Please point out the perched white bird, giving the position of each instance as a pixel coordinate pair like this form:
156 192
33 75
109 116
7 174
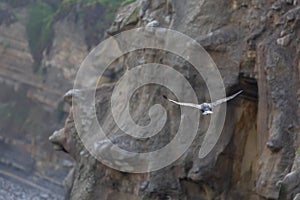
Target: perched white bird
206 108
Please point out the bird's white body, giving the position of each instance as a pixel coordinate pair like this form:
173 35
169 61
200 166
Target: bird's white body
206 108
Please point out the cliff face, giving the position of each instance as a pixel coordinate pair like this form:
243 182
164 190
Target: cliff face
31 99
255 45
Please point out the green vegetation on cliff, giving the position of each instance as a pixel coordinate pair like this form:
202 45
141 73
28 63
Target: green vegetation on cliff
39 30
95 15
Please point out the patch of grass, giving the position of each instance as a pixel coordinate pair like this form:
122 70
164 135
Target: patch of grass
125 2
16 3
39 30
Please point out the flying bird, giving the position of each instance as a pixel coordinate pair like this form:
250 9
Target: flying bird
206 108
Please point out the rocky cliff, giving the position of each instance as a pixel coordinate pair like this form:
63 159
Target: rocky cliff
255 45
42 44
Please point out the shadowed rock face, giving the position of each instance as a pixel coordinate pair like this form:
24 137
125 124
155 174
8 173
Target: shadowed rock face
256 156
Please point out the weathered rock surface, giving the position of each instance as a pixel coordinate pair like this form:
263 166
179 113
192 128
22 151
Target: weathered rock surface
255 45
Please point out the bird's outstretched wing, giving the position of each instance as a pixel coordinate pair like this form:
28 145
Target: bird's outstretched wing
213 104
183 104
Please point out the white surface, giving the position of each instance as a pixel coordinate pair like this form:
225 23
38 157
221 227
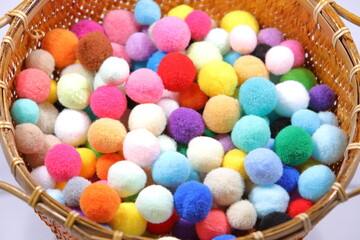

Exercise aim
Copy all of the entries above verbatim, leaving out the pictures.

Correct response
Please point out the perched white bird, giving the position of each instance as a pixel coordinate pair like this form:
156 192
33 75
109 116
7 174
Target: perched white bird
206 108
Please point out the bird's white body, giving the position of each instance as a pixel coordinate pair like this form:
173 35
169 61
200 166
Target: bird's white body
206 108
Please point out the cliff face, giving the position of each instance as a pixel coordinate pair like this form:
243 182
164 190
Target: cliff face
31 99
255 45
Please point out the green vegetation on cliff, giving the position of each instance as a pixel coordinate pair like this form:
202 45
141 73
28 63
Target: green vegetation on cliff
39 30
95 15
Please point out the patch of grass, giving the position of each instance as a pixel coordinate pair like this form:
122 70
164 135
Target: patch of grass
125 2
16 3
39 30
Please point out the flying bird, giving the position of each instance as a pixel coordinate pair like this form:
250 9
Target: flying bird
206 108
Please point out the rocky cliff, giving the position of each instance as a pixel coordinate pair like this form:
63 159
Target: rocky cliff
255 45
42 44
Please point out the shadowed rock face, giving the position of each instance as a pixel coordinate pair like this form:
24 137
125 124
155 174
8 173
Target: shadowed rock face
256 156
Please point out the weathered rock surface, giving the position of each instance as a pixel coordinate pair like this form:
263 166
179 113
192 128
22 151
Target: weathered rock surface
255 45
Please point out the bird's outstretched wing, giving the position of each instance as a pixel coordinate pair like this form:
28 145
Target: bird's outstretched wing
213 104
183 104
Please point out the white surface, giving the position of each instance as a pixel coordinate pair like this form:
225 23
38 157
221 227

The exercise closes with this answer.